■ TEXTAUSZUG ■
>>>>>

# Netzwerk Festplatte - NetConnect



## Sephcom (9. Januar 2010)

Guten Abend,

mein Bruder hat einen NetConnect Premium von NetCologne.
An diesen hat er eine externe USB Festplatte, CnMemory Mistral 1TB, angeschlossen um diese als Netzwerkfestplatte zu nutzen.
Auf der o.g. Festplatte befinden sich einige Musikdateien, sodass er sowohl vom Büro aus, als auch im Wohnzimmer via MiniPC drauf zugreifen kann.

Er selber hat nicht sehr viel Ahnung, deshalb war ich heute den ganzen Nachmittag bei ihm, habs aber nur umständlich hinbekommen.
Die Festplatte ist jetzt als "FTP-Server" eingerichtet.
via "ftp://192.168.0.1/" und den Zugangsdaten kann man auf diese zugreifen.

Das Problem ist, obwohl ich im Router Schreibrechte vergeben habe, kann er keine Dateien einfach rüberschieben. (Nebenbei: Man kommt ohne Passwort auf die Festplatte, lediglich "schreiben" bei Benutzername genügt) Es kommt eine Fehlermeldung.

Da ich es für kompliziert halte, im Browser immer "ftp://192.168.0.1" einzugeben, habe ich ihm auf den Desktop eine Netzwerkressource gelegt, die direkt darauf verweist, sodass es im Windows Explorer angezeigt wird.
Ein weiteres Problem ist, dass er nie 2 Lieder gleichzeitig auswählen, d.h. keine Playlist erstellen kann.

Gibt es eine andere Möglichkeit, die USB-Festplatte so am Router einzurichten, dass sie praktisch wie ein freigegebener PC erkannt wird?


----------

<<<<<

■ EXTRAHIERTE DATEN ■

>>>>>

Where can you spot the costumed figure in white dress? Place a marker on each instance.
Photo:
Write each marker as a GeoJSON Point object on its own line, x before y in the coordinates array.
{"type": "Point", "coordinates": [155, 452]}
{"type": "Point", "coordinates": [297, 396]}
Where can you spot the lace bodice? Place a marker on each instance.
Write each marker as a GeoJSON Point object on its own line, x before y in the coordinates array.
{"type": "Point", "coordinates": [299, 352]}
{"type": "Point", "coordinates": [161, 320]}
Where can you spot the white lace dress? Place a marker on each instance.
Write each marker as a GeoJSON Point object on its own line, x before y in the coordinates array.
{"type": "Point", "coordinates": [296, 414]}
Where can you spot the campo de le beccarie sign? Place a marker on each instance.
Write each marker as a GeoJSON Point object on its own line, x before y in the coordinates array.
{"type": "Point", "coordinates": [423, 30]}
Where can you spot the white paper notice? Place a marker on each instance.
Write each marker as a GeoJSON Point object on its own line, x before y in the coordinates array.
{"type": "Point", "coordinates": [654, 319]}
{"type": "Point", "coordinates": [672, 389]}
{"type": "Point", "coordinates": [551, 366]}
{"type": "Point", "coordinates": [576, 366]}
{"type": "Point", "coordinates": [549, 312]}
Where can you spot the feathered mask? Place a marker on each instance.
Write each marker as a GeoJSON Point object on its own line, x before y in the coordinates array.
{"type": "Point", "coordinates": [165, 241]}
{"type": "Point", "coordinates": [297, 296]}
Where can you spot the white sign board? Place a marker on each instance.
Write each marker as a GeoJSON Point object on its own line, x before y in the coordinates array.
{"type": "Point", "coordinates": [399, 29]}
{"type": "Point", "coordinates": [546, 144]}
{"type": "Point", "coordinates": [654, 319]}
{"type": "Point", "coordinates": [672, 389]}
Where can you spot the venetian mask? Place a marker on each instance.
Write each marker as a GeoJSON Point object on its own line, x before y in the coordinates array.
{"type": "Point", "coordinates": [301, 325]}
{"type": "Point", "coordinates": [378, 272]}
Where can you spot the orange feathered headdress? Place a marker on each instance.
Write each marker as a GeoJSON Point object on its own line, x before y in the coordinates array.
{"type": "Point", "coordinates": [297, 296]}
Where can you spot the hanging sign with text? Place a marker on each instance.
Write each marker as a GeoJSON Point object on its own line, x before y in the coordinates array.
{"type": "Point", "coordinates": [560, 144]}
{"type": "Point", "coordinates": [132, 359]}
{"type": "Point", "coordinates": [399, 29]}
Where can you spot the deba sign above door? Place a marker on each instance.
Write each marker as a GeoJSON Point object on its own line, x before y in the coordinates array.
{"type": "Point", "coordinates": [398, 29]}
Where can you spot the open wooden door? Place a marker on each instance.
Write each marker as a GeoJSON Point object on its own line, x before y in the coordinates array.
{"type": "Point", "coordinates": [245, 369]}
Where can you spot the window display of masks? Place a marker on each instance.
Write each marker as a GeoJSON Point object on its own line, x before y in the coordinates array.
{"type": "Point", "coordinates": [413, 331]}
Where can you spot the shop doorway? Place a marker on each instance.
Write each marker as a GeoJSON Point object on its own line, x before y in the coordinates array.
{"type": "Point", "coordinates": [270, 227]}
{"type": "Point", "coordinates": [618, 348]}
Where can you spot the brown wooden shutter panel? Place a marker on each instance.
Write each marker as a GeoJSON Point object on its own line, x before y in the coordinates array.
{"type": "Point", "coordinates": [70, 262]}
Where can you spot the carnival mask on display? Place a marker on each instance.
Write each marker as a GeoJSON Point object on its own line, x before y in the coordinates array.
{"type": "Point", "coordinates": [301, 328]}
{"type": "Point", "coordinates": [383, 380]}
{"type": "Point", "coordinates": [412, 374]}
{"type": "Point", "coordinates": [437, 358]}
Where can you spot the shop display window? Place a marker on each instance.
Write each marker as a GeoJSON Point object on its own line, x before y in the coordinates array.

<<<<<

■ ZU ERLEDIGENDE AUFGABEN ■
1 > Beantworten Sie anhand des Forumsbeitrags zur Netzwerkfestplatte die folgenden Fragen:
(a) Um welches Modell handelt es sich bei der externen USB-Festplatte?
(b) Als was ist die Festplatte inzwischen eingerichtet?
(c) Was kann der Bruder nicht gleichzeitig auswählen?
2 > Geben Sie aus dem Forumsbeitrag zur Netzwerkfestplatte den Abschnitt wortgetreu wieder, der mit den Worten „## Sephcom (9.“ einsetzt und mit „kommt eine Fehlermeldung.“ schließt.

■ DIE ANTWORTEN ■
1 >
(a) CnMemory Mistral 1TB
(b) Als „FTP-Server“
(c) Zwei Lieder, sodass er keine Playlist erstellen kann

2 >
## Sephcom (9. Januar 2010)

Guten Abend,

mein Bruder hat einen NetConnect Premium von NetCologne.
An diesen hat er eine externe USB Festplatte, CnMemory Mistral 1TB, angeschlossen um diese als Netzwerkfestplatte zu nutzen.
Auf der o.g. Festplatte befinden sich einige Musikdateien, sodass er sowohl vom Büro aus, als auch im Wohnzimmer via MiniPC drauf zugreifen kann.

Er selber hat nicht sehr viel Ahnung, deshalb war ich heute den ganzen Nachmittag bei ihm, habs aber nur umständlich hinbekommen.
Die Festplatte ist jetzt als "FTP-Server" eingerichtet.
via "ftp://192.168.0.1/" und den Zugangsdaten kann man auf diese zugreifen.

Das Problem ist, obwohl ich im Router Schreibrechte vergeben habe, kann er keine Dateien einfach rüberschieben. (Nebenbei: Man kommt ohne Passwort auf die Festplatte, lediglich "schreiben" bei Benutzername genügt) Es kommt eine Fehlermeldung.